## Stated problem:
Extract the entries in their exact form.

::: Materials provided :::

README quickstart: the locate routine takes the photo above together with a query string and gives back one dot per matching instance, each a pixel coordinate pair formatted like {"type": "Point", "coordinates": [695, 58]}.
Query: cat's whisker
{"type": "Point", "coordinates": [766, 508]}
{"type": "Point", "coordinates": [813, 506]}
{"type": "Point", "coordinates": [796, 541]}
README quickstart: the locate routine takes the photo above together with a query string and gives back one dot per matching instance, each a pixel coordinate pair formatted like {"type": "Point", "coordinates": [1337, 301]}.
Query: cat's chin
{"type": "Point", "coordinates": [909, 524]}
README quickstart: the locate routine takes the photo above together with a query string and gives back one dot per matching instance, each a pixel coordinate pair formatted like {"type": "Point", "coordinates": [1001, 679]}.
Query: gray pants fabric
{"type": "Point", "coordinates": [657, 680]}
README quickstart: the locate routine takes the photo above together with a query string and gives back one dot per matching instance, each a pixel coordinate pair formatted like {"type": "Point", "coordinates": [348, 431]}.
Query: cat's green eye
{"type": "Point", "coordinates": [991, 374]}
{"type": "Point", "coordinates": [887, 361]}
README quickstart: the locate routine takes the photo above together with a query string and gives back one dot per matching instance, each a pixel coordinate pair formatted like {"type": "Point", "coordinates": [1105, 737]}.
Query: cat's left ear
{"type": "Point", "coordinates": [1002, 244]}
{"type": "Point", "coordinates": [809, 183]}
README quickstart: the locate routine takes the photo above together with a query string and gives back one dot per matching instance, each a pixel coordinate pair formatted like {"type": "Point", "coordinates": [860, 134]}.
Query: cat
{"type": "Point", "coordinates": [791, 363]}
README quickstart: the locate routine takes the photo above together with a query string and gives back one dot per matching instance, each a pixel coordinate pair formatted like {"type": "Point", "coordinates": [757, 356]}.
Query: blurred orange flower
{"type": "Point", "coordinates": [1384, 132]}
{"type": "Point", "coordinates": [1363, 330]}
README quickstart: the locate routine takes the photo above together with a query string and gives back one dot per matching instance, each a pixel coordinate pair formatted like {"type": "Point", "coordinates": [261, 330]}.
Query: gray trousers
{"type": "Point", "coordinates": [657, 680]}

:::

## Response to this exercise:
README quickstart: the locate routine takes the photo above together with a query string and gives back one dot per matching instance, each a pixel coordinate pair formatted like {"type": "Point", "coordinates": [695, 58]}.
Query: cat's whisker
{"type": "Point", "coordinates": [766, 508]}
{"type": "Point", "coordinates": [813, 506]}
{"type": "Point", "coordinates": [796, 541]}
README quickstart: the locate routine takes the photo above together with a query string and gives back one dot per matching instance, each a pixel coordinate pair formatted like {"type": "Point", "coordinates": [1337, 301]}.
Query: cat's chin
{"type": "Point", "coordinates": [909, 524]}
README quickstart: the locate routine takes the photo above together with a query string and gives back one dot per matching instance, each a pixel coordinate pair formatted like {"type": "Point", "coordinates": [1001, 679]}.
Query: gray pants fabric
{"type": "Point", "coordinates": [657, 680]}
README quickstart: the locate routine takes the photo above together with a query string and gives back one dot per matching instance, each a pixel coordinate pair formatted like {"type": "Point", "coordinates": [348, 431]}.
Query: cat's green eye
{"type": "Point", "coordinates": [991, 374]}
{"type": "Point", "coordinates": [887, 361]}
README quickstart: the locate routine takes the photo above together with a query string and gives back one dot per matching instance, each a pixel coordinate pair formatted like {"type": "Point", "coordinates": [1105, 737]}.
Query: cat's left ear
{"type": "Point", "coordinates": [1002, 244]}
{"type": "Point", "coordinates": [809, 183]}
README quickstart: the locate routine takes the photo above together with a query string and gives back one dot per matching instance, each a pixel coordinate pair formatted like {"type": "Point", "coordinates": [860, 134]}.
Query: cat
{"type": "Point", "coordinates": [791, 363]}
README quickstart: the locate routine takes the photo above together with a query string and gives back one dot per matching instance, each a pixel coordinate pair formatted like {"type": "Point", "coordinates": [757, 356]}.
Query: blurred orange flower
{"type": "Point", "coordinates": [1384, 132]}
{"type": "Point", "coordinates": [1363, 330]}
README quickstart: the locate routine takes the photo above together with a query string and gives back one dot per matching instance, each a pixel coordinate pair formatted like {"type": "Point", "coordinates": [261, 330]}.
Query: gray trousers
{"type": "Point", "coordinates": [657, 680]}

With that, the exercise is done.